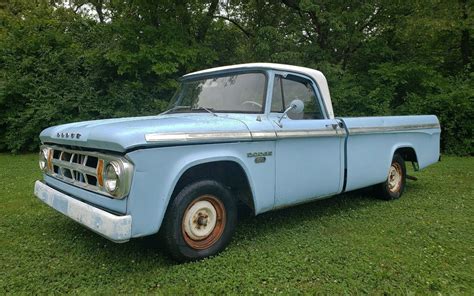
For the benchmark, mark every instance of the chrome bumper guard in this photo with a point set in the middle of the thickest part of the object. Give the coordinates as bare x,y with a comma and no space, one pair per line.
115,228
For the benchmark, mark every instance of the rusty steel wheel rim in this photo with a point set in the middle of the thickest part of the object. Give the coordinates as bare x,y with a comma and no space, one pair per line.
395,176
203,222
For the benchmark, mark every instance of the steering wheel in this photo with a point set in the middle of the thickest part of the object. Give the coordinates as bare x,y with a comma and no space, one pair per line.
252,103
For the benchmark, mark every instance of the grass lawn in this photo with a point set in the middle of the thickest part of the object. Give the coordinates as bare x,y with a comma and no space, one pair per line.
352,243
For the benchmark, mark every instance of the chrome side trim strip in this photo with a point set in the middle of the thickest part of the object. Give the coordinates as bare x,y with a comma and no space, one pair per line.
198,137
398,128
242,136
279,134
311,133
264,135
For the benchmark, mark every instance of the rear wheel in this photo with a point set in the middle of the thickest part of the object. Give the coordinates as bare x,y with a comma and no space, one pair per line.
394,186
200,221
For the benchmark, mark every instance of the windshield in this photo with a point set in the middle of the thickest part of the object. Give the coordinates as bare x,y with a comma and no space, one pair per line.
240,93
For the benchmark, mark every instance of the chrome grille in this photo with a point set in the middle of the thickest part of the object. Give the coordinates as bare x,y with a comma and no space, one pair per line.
75,166
85,169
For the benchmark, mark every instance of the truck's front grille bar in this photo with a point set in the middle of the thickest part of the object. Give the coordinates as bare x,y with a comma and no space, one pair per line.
75,166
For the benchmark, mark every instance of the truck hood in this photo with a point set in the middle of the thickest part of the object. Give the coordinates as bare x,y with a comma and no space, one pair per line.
122,134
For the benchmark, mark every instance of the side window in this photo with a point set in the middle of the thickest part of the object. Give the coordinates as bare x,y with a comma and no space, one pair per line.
291,87
277,97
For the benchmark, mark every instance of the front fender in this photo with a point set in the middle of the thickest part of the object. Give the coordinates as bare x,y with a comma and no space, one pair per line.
158,170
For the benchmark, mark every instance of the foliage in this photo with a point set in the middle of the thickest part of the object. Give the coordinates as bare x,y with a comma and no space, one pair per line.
63,61
349,244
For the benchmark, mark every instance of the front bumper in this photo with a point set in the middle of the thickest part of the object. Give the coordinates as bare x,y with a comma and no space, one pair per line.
115,228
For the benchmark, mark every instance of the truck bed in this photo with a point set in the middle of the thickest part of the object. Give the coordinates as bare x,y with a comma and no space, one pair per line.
372,141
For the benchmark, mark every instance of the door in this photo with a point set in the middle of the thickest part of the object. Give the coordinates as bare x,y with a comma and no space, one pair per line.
309,146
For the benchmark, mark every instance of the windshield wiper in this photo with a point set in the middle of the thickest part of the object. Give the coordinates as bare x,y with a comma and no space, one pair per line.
173,109
205,109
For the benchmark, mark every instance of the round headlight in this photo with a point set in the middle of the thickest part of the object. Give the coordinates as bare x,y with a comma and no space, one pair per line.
43,159
112,177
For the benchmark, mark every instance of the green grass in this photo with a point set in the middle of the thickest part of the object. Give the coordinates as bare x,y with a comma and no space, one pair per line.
422,244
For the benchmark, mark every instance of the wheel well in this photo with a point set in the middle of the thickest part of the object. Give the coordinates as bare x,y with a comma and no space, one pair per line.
229,173
408,154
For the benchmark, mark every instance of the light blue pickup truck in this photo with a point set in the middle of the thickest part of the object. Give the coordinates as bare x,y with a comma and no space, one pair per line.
260,134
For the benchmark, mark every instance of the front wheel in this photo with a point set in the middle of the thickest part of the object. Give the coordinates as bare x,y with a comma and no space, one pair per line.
200,221
394,186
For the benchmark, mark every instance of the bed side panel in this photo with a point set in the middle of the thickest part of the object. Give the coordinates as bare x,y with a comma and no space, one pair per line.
372,141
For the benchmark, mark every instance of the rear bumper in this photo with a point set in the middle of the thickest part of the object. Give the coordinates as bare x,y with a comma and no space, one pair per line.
113,227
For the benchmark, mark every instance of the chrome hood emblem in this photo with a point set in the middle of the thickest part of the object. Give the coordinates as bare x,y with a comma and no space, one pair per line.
69,135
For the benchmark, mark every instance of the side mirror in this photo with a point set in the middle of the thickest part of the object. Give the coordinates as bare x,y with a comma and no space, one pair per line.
296,107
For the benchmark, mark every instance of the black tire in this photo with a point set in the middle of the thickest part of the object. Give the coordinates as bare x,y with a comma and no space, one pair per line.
181,230
394,186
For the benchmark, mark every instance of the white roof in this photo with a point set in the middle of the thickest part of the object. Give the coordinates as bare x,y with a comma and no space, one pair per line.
314,74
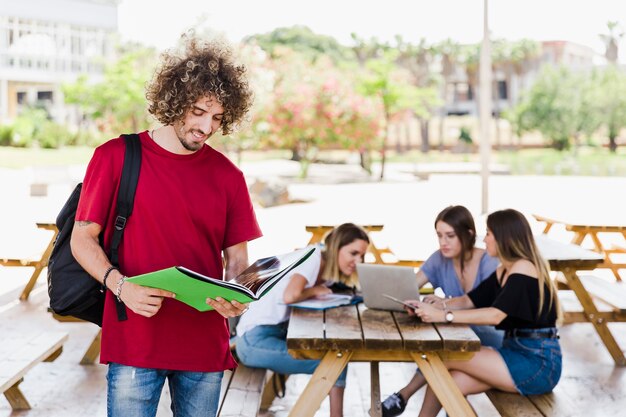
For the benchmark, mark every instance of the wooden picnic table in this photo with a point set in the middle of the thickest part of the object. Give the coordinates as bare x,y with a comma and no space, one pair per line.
585,227
355,333
38,263
570,259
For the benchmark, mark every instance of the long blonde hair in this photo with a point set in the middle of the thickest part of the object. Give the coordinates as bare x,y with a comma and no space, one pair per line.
515,241
336,239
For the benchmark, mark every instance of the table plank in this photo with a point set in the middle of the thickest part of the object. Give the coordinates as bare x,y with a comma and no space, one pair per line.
342,328
417,336
306,329
379,329
458,338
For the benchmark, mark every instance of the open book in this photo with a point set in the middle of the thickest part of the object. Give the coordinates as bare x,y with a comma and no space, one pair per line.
327,301
193,288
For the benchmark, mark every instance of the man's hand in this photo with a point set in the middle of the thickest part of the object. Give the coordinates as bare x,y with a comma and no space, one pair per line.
143,300
227,308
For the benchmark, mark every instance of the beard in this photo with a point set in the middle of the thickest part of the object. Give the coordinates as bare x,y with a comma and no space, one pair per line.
188,144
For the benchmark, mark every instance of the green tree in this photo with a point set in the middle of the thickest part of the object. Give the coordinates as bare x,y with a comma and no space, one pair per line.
314,105
560,105
303,40
392,86
117,104
418,59
610,99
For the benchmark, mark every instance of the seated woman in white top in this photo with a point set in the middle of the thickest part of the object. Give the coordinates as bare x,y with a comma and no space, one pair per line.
262,331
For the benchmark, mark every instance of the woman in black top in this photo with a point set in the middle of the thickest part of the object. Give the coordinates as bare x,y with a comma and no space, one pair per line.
518,298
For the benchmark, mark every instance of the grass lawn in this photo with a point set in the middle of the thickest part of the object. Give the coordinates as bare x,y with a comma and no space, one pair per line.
591,161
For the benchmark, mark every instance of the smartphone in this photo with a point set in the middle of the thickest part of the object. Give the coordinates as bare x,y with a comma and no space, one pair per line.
411,306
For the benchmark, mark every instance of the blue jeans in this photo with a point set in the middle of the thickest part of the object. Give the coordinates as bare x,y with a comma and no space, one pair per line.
534,364
265,346
489,336
135,392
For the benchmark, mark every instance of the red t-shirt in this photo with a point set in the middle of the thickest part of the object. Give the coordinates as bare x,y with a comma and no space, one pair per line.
187,210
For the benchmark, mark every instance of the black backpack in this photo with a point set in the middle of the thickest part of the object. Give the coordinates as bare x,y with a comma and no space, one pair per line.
72,291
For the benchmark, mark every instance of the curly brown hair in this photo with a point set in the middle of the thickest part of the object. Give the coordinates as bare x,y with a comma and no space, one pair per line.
205,68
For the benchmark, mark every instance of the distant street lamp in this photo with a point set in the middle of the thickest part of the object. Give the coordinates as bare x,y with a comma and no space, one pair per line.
485,109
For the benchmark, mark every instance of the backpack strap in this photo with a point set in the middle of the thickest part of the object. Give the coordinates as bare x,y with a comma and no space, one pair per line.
125,202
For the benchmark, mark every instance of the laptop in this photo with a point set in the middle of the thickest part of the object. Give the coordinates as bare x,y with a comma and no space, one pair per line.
397,281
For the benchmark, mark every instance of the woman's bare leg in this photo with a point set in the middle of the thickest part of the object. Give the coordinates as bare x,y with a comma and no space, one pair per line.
336,401
466,383
487,366
417,382
485,370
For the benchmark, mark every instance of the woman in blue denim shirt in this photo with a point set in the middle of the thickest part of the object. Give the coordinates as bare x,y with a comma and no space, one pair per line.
518,298
457,268
262,331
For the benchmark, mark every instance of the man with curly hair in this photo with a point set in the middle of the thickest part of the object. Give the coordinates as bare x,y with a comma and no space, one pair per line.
191,207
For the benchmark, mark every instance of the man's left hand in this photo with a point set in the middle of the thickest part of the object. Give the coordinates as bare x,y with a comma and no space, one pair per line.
227,308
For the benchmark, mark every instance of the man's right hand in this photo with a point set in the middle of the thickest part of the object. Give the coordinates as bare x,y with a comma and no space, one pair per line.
144,301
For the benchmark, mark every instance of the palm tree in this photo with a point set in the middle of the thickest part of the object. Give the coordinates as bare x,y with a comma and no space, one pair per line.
448,52
417,59
611,41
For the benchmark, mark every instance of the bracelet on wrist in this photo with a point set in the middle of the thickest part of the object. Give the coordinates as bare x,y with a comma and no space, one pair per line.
118,288
106,275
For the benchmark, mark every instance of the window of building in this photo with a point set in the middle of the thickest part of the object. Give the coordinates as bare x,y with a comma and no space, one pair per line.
44,96
503,92
461,92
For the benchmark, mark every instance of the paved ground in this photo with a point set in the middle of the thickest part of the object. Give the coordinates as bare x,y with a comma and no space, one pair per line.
333,194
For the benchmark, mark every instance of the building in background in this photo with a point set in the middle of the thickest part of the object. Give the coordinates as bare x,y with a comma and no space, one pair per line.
44,43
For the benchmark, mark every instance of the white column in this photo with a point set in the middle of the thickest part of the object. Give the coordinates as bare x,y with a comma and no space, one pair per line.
485,110
4,101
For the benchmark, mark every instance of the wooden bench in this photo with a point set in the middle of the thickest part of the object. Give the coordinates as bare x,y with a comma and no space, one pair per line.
611,293
245,391
516,405
18,355
30,260
93,351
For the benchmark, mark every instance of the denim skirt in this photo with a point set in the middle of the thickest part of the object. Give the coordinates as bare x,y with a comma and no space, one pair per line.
534,364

##########

→ Requirement
Give the data from the line with "For the benchmark, mark every instance of the wooden bench" through the end of the data as a two-column CSV with the header instruction,points. Each row should pair a labeling text with the coordinate pairs that follow it, each in its own quoted field, with line breaks replaced by spaces.

→ Output of the task
instruction,points
"For the benchmark, mark every instance of the wooden bench in this photo with a point set in the middle of the thickest part of the object. Give the coordinates as bare x,y with a comma and no space, one pair per line.","611,293 245,391 516,405 18,355 30,260 93,351"
"For the benchmark, mark every instance of the denim skirt in this photo with a point set in the middle of the thickest part of the object. Give the coordinates as bare x,y with a comma and no space, one pair per line.","534,364"